> _EXERCISE PROMPT_:
Please report every line in the entries that contains the string "running".

> _PROVIDED RECORDS_:
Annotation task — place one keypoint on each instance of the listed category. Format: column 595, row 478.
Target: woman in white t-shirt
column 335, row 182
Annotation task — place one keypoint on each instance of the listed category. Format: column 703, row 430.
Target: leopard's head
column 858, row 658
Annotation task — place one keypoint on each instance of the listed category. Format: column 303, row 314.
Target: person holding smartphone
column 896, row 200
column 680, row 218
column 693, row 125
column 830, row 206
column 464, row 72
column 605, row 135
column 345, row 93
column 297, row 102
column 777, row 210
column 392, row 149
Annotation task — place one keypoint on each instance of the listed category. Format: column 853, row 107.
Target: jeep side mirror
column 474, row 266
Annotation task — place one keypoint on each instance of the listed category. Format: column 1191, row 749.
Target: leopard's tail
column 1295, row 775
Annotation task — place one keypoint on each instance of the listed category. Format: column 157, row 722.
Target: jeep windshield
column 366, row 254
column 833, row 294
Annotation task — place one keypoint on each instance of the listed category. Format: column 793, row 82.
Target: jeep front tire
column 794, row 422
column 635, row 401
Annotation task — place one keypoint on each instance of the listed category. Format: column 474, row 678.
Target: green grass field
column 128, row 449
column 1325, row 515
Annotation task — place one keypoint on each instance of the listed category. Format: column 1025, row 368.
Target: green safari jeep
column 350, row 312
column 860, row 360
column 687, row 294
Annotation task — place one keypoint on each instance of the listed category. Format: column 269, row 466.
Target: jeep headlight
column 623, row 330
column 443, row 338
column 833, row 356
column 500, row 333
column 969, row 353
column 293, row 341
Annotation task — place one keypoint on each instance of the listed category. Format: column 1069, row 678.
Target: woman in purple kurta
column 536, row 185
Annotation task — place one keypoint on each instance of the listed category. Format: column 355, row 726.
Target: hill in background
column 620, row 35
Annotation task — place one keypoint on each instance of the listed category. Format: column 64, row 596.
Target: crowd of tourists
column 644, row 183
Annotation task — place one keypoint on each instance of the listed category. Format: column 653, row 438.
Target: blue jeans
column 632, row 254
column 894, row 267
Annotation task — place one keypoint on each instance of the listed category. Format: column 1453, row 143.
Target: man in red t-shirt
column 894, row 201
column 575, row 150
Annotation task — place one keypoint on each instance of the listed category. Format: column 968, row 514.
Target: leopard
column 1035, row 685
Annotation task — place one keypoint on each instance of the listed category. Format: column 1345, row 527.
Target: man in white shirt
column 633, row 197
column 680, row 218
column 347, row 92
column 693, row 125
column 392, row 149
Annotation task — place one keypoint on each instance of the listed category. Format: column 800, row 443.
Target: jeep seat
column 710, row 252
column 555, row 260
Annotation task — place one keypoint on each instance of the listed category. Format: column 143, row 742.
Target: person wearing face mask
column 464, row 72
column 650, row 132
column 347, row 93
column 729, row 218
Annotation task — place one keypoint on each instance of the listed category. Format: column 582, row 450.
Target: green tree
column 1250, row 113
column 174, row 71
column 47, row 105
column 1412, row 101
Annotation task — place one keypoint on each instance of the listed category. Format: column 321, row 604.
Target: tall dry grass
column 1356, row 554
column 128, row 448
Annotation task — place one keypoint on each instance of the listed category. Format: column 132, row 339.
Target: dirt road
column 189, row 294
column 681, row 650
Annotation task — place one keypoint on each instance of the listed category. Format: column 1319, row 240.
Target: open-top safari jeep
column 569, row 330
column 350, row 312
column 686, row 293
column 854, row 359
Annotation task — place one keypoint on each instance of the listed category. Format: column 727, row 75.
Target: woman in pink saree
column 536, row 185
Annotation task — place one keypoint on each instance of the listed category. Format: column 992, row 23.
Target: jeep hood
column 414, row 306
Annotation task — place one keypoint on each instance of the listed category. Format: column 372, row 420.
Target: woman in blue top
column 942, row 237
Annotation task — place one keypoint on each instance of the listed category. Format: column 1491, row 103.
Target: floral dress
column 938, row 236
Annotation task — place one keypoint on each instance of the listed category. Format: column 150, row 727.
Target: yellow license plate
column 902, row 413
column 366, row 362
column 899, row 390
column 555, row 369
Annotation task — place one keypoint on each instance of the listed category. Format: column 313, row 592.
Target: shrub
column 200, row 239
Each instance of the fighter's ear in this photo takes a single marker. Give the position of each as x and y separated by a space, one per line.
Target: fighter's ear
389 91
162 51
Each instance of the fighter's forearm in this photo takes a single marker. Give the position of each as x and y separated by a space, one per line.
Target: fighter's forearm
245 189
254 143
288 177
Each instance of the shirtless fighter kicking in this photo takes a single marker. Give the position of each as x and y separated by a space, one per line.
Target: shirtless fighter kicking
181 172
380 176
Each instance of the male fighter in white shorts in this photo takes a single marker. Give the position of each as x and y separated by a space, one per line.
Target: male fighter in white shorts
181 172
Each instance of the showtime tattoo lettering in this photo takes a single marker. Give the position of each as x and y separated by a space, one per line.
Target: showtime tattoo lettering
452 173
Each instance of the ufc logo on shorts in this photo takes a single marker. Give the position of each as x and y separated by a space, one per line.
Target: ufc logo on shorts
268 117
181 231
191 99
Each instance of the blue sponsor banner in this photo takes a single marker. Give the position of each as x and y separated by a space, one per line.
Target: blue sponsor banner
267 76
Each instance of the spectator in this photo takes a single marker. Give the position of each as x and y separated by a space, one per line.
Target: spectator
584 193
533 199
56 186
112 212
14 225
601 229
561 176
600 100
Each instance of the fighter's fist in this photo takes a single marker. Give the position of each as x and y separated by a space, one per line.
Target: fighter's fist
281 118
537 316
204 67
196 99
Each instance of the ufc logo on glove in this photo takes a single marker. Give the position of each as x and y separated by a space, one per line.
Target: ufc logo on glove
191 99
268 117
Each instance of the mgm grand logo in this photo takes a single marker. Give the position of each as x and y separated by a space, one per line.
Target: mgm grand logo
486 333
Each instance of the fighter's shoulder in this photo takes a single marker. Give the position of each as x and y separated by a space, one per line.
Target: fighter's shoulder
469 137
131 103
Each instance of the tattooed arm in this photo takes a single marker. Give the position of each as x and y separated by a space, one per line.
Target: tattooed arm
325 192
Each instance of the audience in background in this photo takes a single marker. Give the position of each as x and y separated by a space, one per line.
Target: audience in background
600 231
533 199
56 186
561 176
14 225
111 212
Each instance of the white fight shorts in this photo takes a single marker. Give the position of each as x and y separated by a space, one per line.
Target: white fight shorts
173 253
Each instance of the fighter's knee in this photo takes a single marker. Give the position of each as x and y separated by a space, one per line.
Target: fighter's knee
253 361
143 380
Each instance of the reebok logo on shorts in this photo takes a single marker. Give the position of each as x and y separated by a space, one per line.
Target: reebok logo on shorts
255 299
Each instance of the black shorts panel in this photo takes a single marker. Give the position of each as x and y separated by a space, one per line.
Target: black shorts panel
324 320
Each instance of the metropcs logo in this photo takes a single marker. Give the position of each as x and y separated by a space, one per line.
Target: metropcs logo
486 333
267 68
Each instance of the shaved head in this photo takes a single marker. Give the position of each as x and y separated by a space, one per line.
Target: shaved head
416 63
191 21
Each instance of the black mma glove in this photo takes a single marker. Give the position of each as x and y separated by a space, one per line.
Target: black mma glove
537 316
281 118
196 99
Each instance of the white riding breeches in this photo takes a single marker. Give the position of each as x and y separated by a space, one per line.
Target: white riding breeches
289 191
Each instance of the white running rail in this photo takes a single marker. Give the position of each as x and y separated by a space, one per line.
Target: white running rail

> _WRITTEN ANSWER_:
Each instance of the white running rail in this photo takes a single marker. Give the position of each as x and y separated by a space, one per line.
Target: white running rail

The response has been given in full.